Radio Free Europe/Radio Liberty: Newsline Directory - Previous Article - Next Article

From: Radio Free Europe/Radio Liberty <http://www.rferl.org>

RFE/RL NEWSLINE

Vol. 4, No. 190, 2 October 2000


CONTENTS

[A] TRANSCAUCASUS AND CENTRAL ASIA

  • [01] ARMENIAN PRESIDENT, PARTY LEADERS DISCUSS PARLIAMENTARY SPEAKER'S FUTURE
  • [02] MINISTER RULES OUT 2004 CLOSURE OF ARMENIAN NUCLEAR POWER STATION
  • [03] FORMER KARABAKH ARMY CHIEF REQUESTS POSTPONEMENT OF TRIAL TESTIMONY
  • [04] AZERBAIJAN PRESIDENT'S IRAN TRIP TO BE POSTPONED AGAIN?
  • [05] AZERBAIJANI POLICE ATTACK OPPOSITION DEMONSTRATORS
  • [06] COMMUNISTS REGISTERED TO CONTEST AZERBAIJANI POLL
  • [07] TWELVE PRISONERS ESCAPE FROM GEORGIAN JAIL
  • [08] GEORGIAN REGIONAL OFICIALS SAYS RUSSIAN PEACEKEEPERS ENGAGE IN SMUGGLING
  • [09] SEVEN KILLED IN CHURCH BOMBING IN TAJIKISTAN
  • [10] TAJIKISTAN FEARS REFUGEE INFLUX, BUT NOT TALIBAN ATTACK
  • [11] UZBEK DEFENSE MINISTER DISMISSED
  • [12] FINAL OLYMPIC MEDAL COUNT--PART 1 COUNTRIES

  • [B] SOUTHEASTERN EUROPE

  • [13] SERBIAN GENERAL STRIKE BEGINS
  • [14] MILOSEVIC'S SERBIAN BASES OF SUPPORT ERODING?

■ WHAT YOU WILL DO
1. Check each statement against the news headlines above and answer yes or no, quoting the headline words that settle it. (a) The Uzbek defense minister lost his post. (b) Twelve prisoners escaped from a jail in Armenia. (c) A minister ruled out closing the Armenian nuclear power station in 2004.
2. Pick out every line in the rows below that contains the string "city". Case counts.

[Records]
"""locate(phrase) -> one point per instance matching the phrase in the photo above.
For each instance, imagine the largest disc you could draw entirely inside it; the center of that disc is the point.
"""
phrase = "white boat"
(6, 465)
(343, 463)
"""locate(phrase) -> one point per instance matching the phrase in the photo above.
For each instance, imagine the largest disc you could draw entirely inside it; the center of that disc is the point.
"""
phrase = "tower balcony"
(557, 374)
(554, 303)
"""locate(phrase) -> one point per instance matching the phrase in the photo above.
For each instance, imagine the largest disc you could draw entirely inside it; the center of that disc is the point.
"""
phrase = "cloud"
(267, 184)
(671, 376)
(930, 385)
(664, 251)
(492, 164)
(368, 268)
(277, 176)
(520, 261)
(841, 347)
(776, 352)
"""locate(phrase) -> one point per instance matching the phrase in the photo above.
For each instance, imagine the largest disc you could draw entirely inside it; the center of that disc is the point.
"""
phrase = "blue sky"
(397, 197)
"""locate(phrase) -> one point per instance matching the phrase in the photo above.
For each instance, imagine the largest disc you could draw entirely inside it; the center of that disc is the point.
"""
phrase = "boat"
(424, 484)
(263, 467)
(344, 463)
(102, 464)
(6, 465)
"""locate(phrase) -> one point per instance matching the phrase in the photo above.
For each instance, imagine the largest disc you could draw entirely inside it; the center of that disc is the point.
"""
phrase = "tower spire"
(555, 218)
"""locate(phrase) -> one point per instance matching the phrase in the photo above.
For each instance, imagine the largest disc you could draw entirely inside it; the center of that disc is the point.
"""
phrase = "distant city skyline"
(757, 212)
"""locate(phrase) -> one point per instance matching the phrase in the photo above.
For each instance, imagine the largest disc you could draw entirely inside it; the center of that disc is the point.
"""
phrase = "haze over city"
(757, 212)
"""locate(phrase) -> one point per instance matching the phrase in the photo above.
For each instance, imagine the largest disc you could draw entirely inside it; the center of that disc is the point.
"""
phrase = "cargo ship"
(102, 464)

■ ANSWERS IN ORDER
1.
(a) Yes: "UZBEK DEFENSE MINISTER DISMISSED"
(b) No: "TWELVE PRISONERS ESCAPE FROM GEORGIAN JAIL"
(c) Yes: "MINISTER RULES OUT 2004 CLOSURE OF ARMENIAN NUCLEAR POWER STATION"

2.
phrase = "distant city skyline"
phrase = "haze over city"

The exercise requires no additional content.